[Excerpts from a location annotation dataset]
········
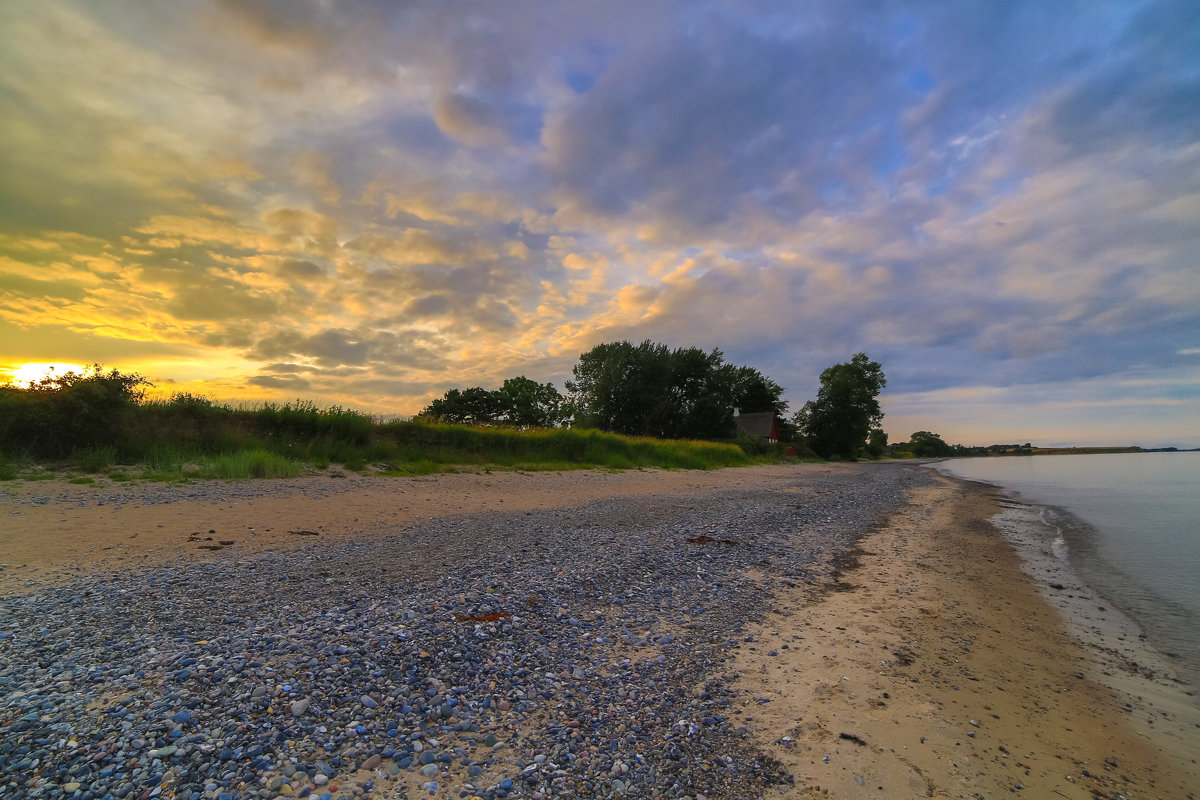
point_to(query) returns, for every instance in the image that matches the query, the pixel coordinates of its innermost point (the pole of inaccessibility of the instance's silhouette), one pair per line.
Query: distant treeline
(646, 390)
(652, 390)
(100, 421)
········
__Given task__. Express the entries above as a two-column CSV with the headers "prompt" and "points". Give one row per entry, put each field in double quotes with line breaks replaced by spaces, and leave the pictures out.

__Finished answer__.
prompt,points
"point_to(query) returns, for every instance in the image that matches the query, the pixel coordinates of its innermost point (the pole of inaccessibility of the instance's silhouette), one pair per line. Query: distant treeline","(646, 390) (652, 390) (100, 421)"